## Required action
With the string "shadow" as the filter, copy each matching line from the records.

Collection entries:

++++++

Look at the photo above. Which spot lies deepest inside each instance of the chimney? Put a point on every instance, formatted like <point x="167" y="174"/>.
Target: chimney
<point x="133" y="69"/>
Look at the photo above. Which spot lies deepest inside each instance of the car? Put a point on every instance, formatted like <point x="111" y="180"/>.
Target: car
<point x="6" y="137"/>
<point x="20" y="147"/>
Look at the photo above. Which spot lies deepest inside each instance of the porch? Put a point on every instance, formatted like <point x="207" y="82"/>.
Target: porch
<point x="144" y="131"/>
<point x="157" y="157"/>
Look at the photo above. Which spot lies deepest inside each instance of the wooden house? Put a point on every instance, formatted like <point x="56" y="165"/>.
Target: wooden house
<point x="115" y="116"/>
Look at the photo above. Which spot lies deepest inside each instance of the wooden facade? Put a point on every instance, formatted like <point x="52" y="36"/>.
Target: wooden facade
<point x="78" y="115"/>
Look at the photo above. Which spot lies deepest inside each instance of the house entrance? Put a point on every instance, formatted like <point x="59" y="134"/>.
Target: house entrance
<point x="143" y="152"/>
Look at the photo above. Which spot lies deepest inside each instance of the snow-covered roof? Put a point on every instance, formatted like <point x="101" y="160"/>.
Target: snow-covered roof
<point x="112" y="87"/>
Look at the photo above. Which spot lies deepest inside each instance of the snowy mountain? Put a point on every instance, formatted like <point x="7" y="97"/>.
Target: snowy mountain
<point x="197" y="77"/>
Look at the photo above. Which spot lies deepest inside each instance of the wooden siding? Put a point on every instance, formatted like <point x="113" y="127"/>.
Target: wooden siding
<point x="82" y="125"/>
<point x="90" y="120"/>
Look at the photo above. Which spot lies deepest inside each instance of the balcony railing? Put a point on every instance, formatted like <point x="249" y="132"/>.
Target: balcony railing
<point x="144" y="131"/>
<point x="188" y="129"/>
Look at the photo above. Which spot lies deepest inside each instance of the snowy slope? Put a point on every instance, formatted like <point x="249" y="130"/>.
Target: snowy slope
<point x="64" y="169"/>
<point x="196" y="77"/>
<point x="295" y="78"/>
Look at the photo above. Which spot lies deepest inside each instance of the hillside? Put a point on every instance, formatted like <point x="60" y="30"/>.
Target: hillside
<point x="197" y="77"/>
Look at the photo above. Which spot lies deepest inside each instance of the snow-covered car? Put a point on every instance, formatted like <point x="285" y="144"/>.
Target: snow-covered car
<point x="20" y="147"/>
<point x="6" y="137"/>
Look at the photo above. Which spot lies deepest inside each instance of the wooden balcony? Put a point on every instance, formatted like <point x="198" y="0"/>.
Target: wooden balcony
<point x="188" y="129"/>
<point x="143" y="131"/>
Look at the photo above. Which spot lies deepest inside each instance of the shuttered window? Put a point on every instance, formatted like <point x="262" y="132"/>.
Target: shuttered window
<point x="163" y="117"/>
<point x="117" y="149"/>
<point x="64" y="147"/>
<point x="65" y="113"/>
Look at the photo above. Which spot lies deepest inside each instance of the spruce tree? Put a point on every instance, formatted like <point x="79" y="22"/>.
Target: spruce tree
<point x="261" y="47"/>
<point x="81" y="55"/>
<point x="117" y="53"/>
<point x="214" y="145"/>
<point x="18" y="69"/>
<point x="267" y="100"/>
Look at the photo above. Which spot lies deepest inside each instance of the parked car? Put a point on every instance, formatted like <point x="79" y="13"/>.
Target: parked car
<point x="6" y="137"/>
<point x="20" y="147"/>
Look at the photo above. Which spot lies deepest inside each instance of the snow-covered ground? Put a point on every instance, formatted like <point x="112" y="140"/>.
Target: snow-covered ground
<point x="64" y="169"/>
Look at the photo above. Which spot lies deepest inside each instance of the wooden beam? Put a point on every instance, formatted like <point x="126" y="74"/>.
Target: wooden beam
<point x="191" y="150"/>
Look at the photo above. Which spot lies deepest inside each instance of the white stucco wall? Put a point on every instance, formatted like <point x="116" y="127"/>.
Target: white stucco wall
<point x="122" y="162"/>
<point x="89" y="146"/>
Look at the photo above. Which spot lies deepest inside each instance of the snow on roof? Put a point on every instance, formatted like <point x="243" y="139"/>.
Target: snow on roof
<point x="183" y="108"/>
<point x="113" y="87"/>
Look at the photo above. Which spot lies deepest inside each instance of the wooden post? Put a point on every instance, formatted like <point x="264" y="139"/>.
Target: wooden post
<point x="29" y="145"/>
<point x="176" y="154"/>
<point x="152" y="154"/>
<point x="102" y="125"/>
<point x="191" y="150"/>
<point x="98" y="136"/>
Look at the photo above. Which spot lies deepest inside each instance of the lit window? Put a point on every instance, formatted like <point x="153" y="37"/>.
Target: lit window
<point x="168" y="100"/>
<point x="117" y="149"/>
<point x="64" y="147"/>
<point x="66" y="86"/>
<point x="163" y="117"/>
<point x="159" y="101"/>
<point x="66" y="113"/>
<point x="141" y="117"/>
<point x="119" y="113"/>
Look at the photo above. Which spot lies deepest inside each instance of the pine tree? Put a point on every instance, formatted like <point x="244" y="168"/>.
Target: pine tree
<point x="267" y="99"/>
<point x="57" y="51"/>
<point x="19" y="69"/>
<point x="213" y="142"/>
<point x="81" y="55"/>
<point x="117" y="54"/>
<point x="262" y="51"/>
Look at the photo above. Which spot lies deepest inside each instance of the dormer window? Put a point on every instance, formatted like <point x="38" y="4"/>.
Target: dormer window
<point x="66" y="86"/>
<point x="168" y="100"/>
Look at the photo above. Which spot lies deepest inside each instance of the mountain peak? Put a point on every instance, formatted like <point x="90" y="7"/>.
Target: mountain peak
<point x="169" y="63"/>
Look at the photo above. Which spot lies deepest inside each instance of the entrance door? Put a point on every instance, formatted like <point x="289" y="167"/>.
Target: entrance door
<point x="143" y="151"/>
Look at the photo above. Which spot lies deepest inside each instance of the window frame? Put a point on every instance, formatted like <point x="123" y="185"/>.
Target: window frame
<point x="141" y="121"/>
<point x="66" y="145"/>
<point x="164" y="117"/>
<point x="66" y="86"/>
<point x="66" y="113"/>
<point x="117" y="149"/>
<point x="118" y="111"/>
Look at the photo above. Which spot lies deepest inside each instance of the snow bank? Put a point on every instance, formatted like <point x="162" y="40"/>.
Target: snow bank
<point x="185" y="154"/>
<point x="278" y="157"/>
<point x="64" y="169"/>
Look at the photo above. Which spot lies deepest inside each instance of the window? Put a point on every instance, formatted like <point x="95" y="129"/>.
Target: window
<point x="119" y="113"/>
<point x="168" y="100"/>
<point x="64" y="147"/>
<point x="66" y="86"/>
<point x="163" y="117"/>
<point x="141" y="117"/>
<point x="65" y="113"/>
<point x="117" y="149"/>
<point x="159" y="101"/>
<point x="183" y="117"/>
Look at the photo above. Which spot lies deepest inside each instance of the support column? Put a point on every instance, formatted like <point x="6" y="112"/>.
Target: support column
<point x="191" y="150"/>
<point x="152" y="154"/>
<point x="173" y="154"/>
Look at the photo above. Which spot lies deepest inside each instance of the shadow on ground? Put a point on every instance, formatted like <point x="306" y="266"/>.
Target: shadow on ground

++++++

## Answer to this task
Look at the photo above. Which spot lies deepest inside each instance of the shadow on ground? Put a point on every instance, formatted like <point x="306" y="266"/>.
Target: shadow on ground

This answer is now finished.